The size of your files really has no bearing on the workflow other than setting the bit rate to best fit material onto the disc. Not sure what the reference about Media Encoder means - when I'm done in Premiere, I just use Export Media direct from the timeline.

As for VBR versus CBR encoding, here's my take on it. For videos of about an hour or less, I see no point in using VBR. You can encode the entire contents at the highest, consistent quality, using CBR 8.0. CBR = Constant Bit Rate.

Now if you have a two-hour video, for which the average bit rate will need to be about 4.6, you've almost decreased quality by half (twice the compression applied) from the 8.0 setting. What VBR (Variable Bit Rate) will do for you is to apply a higher-than-average bit rate to scenes that could use the quality bump (lots of detail and motion in the scene), and a lower-than-average bit rate to scenes that will look fine with more compression (still image or title screen, scene with little motion). Basically, the amount of compression on each scene is varied to best allocate the available space on the disc to the scenes that need it. Why waste a bunch of space on a screen that is black or otherwise very simple? Let's take that "space" and use it elsewhere as needed.

### GIVEN PROBLEM A
Can you copy out the rows from the line with "Would you be able to tag each instance of the hiker's" through the last row, word for word?

### SUPPLIED INFORMATION
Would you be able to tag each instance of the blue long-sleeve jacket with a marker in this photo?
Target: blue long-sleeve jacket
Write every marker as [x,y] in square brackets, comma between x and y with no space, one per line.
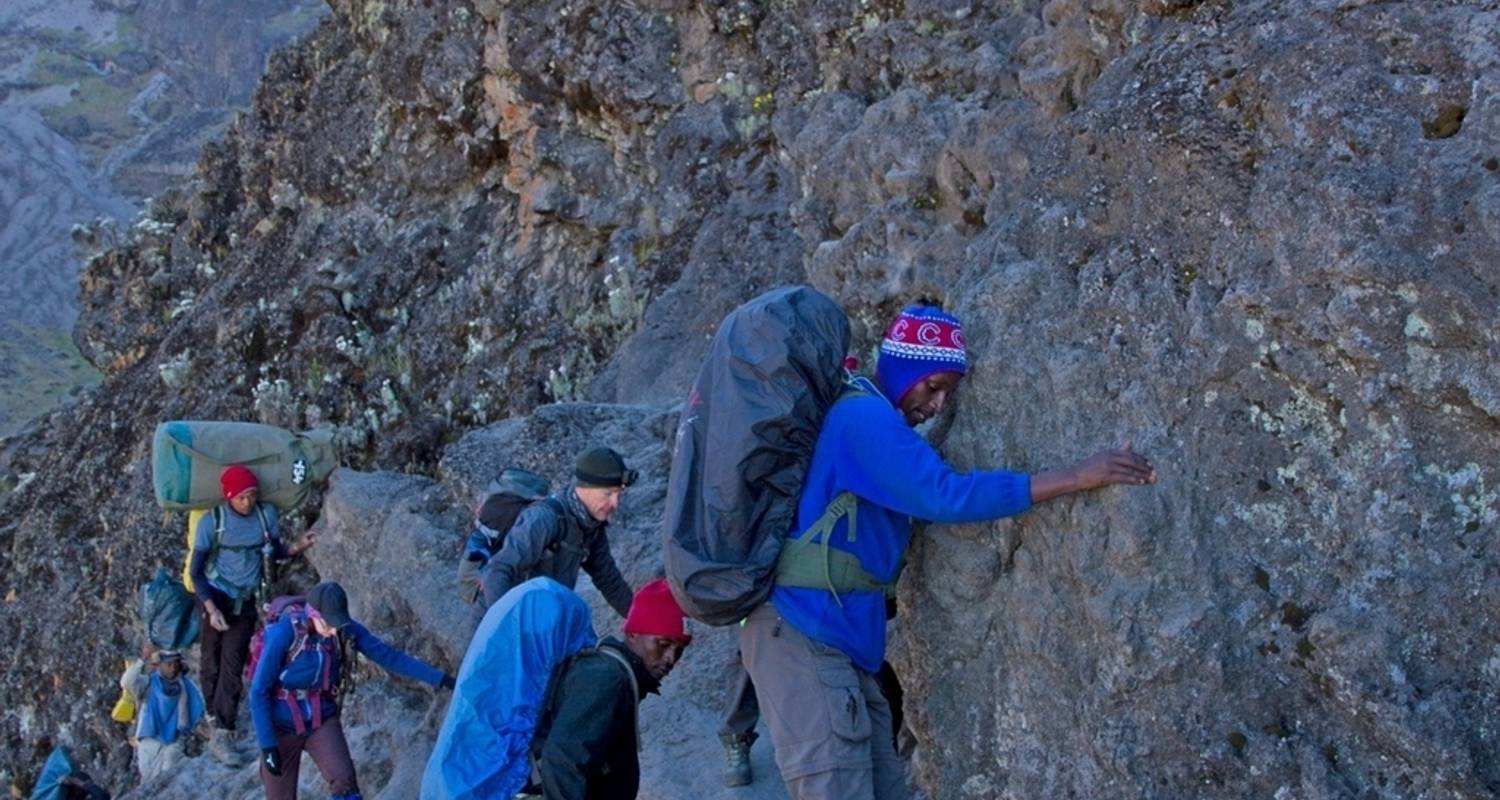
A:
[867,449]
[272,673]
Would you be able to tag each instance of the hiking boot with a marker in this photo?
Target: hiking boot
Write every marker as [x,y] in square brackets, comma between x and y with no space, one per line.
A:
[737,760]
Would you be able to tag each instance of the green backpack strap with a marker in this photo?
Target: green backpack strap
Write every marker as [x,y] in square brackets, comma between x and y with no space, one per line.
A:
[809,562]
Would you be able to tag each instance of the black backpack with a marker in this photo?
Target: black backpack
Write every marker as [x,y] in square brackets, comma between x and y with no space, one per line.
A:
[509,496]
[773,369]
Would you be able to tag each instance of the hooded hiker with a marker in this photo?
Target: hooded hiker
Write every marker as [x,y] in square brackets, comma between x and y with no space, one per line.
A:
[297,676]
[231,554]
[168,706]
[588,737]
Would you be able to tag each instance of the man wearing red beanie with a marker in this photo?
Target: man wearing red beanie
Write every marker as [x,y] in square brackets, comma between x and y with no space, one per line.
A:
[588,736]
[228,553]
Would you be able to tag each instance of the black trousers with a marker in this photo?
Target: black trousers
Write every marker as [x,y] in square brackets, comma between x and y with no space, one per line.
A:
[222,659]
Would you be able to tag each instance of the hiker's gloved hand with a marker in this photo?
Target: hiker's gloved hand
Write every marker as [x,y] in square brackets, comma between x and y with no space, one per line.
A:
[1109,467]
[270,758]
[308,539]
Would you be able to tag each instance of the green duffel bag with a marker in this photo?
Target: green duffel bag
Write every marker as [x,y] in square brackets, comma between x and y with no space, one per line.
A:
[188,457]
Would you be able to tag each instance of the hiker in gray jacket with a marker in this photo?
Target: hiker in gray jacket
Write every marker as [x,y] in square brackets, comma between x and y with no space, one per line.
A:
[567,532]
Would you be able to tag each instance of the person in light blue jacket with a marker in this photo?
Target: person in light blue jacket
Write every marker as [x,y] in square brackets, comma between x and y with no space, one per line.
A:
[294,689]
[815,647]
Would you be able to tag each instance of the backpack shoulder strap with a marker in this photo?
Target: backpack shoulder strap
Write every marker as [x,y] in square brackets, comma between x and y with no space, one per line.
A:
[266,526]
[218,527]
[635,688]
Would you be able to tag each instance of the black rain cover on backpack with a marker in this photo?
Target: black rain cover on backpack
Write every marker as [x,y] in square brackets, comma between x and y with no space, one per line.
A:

### GIVEN PROBLEM B
Could you write the next part of the passage on CBR versus VBR disc encoding, picking up after its final sentence?

### EXERCISE RESULT A
Would you be able to tag each instance of the hiker's gloved hand with a marker in this photo?
Target: hiker's gloved hand
Write every marker as [x,y] in square brackets, comma between x and y with no space, one per line.
A:
[1109,467]
[270,758]
[308,539]
Would you be able to tag each instance of the green duffel bag with a marker in this photo?
Target: green duffel bag
Write every marker as [x,y] in square brackets, comma between x and y with no space, one per line.
A:
[188,457]
Would you be able to tag each instance of the hiker in gray jacket with a marker in this photo?
Target: hiker in gray jacket
Write every marker as [x,y] in square brackets, comma between x and y with no space, one per line.
A:
[567,532]
Would you be able to tag each instance of the person in light blue jacket with a marker in this photo?
Target: person in light blue jacket
Write every marker as [x,y] in square brackets, comma between x and y with no space, one per line.
A:
[294,689]
[815,647]
Would you be able to tag each instance of the backpack shoulder strap with a marker in this photo?
Target: backpack shoulder strap
Write every marker as [x,y] in square brackets, comma between x and y with no space, one per line.
A:
[266,526]
[218,527]
[635,688]
Would you be able to tag each instance of the black rain cover on backpack with a marker in this photo?
Target: black rain cover on backpack
Write every marker as [x,y] in square brackets, comma between x and y with no space, one per line.
A:

### EXERCISE RESULT B
We still don't know what kind of source video you are editing or settings used. A screen shot of Export Settings oftens tells us a lot.

Thanks

The benefit of the 2-Pass VBR is that encoding takes two passes. The first pass analyzes the content to see how complex each scene in the video is, so the encoder can figure out which parts to use higher or lower date rates on. The actual encoding is done on the second pass, using the data collected during the first pass.

2-Pass VBR is great to get the best overall quality across a variety of scenes, when using lower bit rate (long videos). For a short video of 10 minutes, 30 minutes, 60 minutes, where you can use the maximum encoding rate of 8.0 then why bother with allocation of bit rates up and down, just do the whole thing in the best quality, right?!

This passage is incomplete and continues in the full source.